> **WHAT THE EXERCISE ASKS**: Print exactly the lines starting at the one that contains "the snow-covered bush." and ending at the last line of the listing below.

************

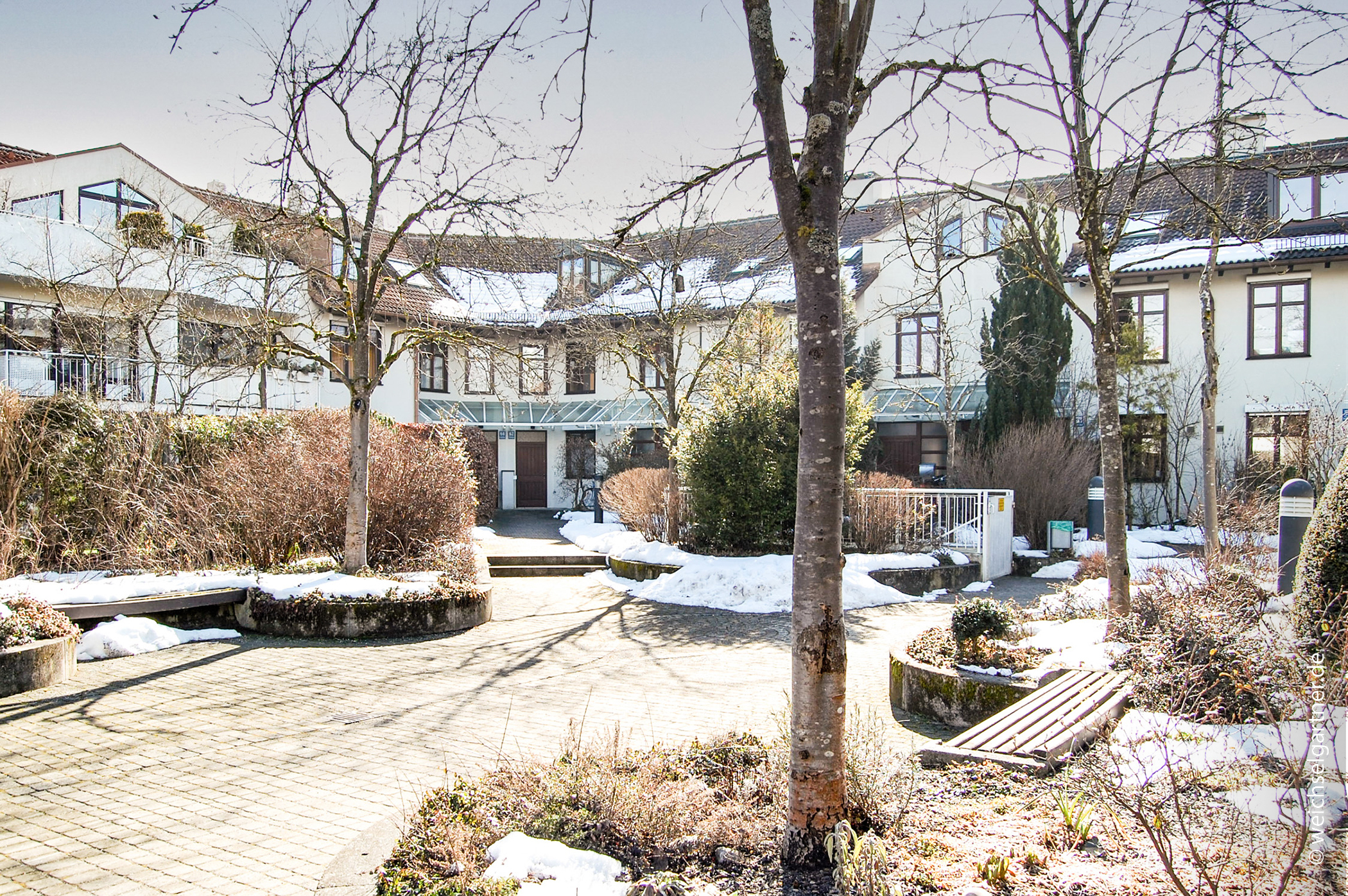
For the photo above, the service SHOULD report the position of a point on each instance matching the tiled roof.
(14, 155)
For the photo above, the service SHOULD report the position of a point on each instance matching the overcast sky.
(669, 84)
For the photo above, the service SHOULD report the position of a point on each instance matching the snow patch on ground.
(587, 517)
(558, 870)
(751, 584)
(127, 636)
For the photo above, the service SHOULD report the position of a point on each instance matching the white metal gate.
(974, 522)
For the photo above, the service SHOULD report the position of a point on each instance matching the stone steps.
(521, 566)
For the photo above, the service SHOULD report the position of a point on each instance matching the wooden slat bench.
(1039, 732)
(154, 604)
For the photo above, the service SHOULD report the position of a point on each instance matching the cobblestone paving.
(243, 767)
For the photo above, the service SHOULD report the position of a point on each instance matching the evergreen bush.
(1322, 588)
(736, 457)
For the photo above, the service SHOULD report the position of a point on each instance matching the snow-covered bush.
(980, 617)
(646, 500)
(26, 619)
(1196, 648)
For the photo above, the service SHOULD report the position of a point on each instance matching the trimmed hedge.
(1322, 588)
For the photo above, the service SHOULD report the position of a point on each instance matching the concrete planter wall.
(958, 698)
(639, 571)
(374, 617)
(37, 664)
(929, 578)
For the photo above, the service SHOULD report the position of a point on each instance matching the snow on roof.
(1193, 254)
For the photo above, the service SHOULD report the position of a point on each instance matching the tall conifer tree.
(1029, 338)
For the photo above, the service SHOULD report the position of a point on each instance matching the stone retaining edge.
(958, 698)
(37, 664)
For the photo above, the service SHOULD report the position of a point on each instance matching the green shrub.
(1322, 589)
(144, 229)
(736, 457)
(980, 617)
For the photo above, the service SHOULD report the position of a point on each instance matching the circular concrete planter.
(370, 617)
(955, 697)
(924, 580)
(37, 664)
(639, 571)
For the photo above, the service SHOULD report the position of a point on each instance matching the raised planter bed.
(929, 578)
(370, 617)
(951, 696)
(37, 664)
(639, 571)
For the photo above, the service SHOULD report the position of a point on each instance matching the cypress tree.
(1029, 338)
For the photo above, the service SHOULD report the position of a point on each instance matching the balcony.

************

> **EXPECTED ANSWER**:
For the photo above, the service SHOULD report the position of a point on each instance matching the snow-covered bush.
(980, 617)
(646, 500)
(26, 619)
(1196, 648)
For the photo above, the service SHOULD report the position of a point on each instance matching the trimmed hedge.
(1322, 588)
For the photo above, the service SHOULD report the position of a point on each instance matching the concrete planter wall.
(958, 698)
(639, 571)
(374, 617)
(37, 664)
(929, 578)
For the photo above, the service SHOULD report the position of a point on each instance matching the snow on roof.
(1193, 254)
For the photo above, the service SHOULD report the position of a point on each instance matching the tall conifer tree.
(1029, 338)
For the photo above, the service SHOULD report the position of a point on each instance matching the stone retaining edge.
(958, 698)
(37, 664)
For the photo above, the service SHOULD report the position of a point on each instance matching the green shrub.
(1322, 589)
(144, 229)
(736, 457)
(980, 617)
For the photo above, the service SHOULD report the position of a point on each instance matching the circular concrete planter.
(370, 617)
(955, 697)
(924, 580)
(37, 664)
(639, 571)
For the photo above, the service SHOULD report the position of a point on each instance matching the raised planter bed.
(929, 578)
(370, 617)
(951, 696)
(37, 664)
(639, 571)
For the photo above, the service SHOULD report the position of a point on each instance matching the cypress tree.
(1029, 338)
For the photo above, the service SHOULD report the position of a point on each instance matching the balcony.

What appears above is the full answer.